• **DIRECTIONS FOR THIS TASK**
Rewrite the data below, from the first line through the line containing "(1054, 277)", inclusive, replacing "tree" with "pine" and leaving everything else unchanged.

• **STORED RECORDS**
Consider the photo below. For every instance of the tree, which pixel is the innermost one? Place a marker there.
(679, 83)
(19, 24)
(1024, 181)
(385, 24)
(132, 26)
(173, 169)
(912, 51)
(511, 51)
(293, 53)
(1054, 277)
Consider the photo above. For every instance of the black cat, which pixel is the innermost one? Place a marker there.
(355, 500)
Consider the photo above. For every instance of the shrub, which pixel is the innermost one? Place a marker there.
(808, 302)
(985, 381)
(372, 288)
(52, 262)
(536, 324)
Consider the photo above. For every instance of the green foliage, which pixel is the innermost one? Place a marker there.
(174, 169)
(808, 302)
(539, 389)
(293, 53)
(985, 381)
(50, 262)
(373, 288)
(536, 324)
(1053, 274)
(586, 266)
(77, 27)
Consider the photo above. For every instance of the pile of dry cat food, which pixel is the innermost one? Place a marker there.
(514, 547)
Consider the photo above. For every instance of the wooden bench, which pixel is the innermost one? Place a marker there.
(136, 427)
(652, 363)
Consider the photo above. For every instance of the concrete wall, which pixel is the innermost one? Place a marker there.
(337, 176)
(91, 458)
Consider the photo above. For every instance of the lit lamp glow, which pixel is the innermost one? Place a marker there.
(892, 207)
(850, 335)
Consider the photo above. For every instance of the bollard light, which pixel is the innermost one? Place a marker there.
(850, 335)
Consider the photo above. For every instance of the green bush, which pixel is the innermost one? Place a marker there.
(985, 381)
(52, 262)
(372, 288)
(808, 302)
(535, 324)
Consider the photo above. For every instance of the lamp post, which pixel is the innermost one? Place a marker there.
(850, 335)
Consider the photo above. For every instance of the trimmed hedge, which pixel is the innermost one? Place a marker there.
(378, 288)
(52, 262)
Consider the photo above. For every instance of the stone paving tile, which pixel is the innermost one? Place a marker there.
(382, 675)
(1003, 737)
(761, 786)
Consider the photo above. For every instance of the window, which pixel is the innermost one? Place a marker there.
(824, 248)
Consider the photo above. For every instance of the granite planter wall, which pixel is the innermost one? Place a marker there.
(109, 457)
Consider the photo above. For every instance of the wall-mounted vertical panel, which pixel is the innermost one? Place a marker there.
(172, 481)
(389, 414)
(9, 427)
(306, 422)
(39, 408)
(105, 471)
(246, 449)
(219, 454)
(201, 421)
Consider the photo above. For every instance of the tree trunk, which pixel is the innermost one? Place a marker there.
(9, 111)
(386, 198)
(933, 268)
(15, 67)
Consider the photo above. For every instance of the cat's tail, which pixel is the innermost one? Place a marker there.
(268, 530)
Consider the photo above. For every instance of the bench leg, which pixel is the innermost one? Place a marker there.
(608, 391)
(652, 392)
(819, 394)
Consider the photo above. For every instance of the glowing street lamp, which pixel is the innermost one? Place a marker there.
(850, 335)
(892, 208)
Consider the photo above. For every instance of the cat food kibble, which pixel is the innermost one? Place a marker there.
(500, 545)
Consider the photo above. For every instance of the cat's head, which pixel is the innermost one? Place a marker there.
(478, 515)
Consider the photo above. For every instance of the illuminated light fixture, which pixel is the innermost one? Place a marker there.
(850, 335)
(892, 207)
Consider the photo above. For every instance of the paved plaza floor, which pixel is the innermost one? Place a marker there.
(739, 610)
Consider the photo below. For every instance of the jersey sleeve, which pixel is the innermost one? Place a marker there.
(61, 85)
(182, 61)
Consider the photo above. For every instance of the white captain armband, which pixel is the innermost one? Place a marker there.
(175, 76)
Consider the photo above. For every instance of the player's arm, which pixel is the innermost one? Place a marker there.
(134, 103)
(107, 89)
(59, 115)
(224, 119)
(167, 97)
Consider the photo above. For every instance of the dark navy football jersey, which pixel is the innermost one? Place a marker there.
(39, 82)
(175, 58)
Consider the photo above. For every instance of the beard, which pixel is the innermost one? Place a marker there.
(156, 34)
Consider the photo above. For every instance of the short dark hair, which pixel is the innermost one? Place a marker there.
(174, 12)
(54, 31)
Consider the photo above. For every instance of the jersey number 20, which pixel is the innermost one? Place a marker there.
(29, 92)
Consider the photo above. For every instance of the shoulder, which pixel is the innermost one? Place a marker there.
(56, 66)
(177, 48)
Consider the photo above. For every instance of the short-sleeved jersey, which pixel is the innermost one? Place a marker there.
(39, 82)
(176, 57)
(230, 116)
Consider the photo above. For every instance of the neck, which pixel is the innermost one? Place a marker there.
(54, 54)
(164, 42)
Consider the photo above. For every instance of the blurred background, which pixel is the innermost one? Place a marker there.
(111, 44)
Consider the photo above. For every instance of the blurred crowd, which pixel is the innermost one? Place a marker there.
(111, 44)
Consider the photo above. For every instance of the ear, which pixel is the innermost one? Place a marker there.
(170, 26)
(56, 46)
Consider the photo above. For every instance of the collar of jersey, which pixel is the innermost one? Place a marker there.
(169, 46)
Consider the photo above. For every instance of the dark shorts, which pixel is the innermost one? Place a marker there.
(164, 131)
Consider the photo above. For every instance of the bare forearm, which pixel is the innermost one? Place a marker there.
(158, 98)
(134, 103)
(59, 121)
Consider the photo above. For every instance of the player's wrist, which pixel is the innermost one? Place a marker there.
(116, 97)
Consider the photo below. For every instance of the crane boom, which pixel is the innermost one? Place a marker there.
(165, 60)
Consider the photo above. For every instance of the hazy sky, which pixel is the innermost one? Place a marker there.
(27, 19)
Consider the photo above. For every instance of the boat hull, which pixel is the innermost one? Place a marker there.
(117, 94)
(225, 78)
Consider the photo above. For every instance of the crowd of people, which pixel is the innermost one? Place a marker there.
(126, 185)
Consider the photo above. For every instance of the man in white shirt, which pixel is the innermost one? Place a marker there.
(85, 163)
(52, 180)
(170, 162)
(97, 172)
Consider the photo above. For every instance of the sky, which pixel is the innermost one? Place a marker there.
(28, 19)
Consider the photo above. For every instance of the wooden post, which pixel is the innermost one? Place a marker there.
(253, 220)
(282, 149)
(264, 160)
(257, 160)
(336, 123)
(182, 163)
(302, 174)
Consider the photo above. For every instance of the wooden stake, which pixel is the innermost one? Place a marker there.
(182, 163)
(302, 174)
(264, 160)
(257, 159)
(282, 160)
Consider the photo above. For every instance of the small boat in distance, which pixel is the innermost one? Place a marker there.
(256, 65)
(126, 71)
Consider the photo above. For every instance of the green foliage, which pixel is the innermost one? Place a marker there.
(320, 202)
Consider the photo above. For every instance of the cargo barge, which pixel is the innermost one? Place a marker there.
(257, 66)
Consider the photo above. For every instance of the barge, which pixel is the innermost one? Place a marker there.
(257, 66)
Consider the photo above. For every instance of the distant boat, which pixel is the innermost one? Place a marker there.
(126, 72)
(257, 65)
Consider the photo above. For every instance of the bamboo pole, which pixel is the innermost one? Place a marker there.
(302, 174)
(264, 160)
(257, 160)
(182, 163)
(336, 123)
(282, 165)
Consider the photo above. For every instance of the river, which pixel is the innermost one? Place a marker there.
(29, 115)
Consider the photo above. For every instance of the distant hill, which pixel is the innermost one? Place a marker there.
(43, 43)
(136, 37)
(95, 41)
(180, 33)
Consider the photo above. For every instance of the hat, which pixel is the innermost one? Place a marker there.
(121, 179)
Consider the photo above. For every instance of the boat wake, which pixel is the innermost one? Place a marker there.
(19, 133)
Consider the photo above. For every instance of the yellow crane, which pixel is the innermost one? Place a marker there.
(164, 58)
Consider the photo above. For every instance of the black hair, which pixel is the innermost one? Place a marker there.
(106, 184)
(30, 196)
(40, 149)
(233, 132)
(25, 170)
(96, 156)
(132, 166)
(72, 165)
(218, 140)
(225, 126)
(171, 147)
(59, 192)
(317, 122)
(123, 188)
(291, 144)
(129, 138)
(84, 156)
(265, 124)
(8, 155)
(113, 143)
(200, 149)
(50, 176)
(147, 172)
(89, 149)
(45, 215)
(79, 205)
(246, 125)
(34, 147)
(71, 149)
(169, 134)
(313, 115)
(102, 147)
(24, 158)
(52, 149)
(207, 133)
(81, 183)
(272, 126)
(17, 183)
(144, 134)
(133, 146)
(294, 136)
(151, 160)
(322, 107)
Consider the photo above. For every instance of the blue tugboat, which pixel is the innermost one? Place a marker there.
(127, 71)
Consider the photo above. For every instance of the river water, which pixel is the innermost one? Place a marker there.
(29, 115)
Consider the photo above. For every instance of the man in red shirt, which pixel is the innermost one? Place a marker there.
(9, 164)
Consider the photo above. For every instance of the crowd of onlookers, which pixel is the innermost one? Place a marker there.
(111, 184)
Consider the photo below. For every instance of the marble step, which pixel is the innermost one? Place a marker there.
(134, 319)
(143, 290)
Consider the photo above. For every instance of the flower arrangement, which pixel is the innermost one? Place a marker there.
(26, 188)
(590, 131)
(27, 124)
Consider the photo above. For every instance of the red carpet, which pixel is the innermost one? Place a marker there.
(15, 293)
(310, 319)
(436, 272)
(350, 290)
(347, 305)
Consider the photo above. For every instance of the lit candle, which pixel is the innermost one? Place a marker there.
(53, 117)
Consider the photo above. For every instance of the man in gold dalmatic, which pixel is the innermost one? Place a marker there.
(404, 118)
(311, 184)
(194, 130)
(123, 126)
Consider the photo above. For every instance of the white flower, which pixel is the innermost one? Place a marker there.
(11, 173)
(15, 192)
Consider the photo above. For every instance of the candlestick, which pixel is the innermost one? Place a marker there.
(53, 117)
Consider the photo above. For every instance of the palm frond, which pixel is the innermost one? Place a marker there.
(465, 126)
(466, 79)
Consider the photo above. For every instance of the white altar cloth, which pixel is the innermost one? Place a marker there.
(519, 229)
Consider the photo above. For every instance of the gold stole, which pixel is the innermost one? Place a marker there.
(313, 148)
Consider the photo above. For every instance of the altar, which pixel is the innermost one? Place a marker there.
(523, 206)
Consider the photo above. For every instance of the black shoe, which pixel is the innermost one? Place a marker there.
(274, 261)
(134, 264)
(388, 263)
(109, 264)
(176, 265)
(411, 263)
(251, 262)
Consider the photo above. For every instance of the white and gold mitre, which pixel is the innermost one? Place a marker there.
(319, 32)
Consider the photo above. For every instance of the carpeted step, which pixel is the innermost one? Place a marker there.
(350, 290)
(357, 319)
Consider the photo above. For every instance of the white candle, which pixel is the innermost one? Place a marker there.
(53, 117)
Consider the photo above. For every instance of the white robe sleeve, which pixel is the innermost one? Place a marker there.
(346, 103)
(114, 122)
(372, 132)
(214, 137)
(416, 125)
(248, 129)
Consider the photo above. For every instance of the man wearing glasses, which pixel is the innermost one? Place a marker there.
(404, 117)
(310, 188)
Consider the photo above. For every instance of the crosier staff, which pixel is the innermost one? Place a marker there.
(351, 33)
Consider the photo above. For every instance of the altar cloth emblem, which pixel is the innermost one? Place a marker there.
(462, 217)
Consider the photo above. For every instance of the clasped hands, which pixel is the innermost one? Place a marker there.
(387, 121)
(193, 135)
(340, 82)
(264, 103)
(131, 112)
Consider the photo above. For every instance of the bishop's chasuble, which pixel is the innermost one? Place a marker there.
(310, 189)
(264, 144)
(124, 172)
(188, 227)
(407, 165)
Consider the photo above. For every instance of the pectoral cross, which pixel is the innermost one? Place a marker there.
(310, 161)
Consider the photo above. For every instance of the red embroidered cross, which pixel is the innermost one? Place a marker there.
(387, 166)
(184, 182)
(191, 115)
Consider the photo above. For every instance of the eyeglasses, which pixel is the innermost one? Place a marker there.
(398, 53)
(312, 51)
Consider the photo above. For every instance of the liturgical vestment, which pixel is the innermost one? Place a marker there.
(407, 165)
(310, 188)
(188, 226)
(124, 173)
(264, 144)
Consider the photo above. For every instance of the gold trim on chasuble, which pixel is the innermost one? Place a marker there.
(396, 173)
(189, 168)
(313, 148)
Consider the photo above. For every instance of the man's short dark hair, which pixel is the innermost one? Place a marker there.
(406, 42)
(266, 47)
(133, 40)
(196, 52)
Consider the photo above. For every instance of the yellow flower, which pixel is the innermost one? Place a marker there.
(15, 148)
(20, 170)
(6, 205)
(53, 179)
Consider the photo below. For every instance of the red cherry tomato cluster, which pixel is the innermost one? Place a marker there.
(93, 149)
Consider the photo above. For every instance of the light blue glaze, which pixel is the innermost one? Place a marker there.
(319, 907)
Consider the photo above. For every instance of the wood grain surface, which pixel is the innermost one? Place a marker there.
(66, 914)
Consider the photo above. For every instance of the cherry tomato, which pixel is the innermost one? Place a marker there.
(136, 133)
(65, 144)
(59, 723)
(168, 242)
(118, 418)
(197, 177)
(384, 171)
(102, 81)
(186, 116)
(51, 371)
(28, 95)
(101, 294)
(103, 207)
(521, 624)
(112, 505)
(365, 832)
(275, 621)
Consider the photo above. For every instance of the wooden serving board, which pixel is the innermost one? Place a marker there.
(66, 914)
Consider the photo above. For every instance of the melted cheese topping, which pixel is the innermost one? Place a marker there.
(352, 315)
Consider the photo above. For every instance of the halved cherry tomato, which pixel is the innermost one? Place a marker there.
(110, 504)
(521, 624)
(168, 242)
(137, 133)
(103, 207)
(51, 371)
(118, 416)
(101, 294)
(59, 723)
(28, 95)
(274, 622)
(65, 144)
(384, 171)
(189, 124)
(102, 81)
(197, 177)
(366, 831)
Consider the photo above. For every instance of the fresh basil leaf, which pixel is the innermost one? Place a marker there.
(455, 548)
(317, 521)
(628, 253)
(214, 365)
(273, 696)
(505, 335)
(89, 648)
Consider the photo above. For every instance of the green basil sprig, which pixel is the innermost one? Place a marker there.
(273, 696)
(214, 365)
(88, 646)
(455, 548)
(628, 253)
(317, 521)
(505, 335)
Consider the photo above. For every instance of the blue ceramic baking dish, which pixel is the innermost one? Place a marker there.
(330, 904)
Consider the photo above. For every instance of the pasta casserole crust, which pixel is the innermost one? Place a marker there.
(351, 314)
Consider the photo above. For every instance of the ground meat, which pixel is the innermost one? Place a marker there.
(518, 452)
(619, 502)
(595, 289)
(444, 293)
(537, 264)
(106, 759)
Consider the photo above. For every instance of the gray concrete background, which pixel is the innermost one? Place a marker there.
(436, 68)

• **COMPLETE RESPONSE**
Consider the photo below. For every instance of the pine, which pixel is the innermost one? Place a marker there.
(679, 83)
(19, 24)
(1024, 181)
(385, 24)
(132, 26)
(173, 169)
(912, 51)
(511, 51)
(293, 53)
(1054, 277)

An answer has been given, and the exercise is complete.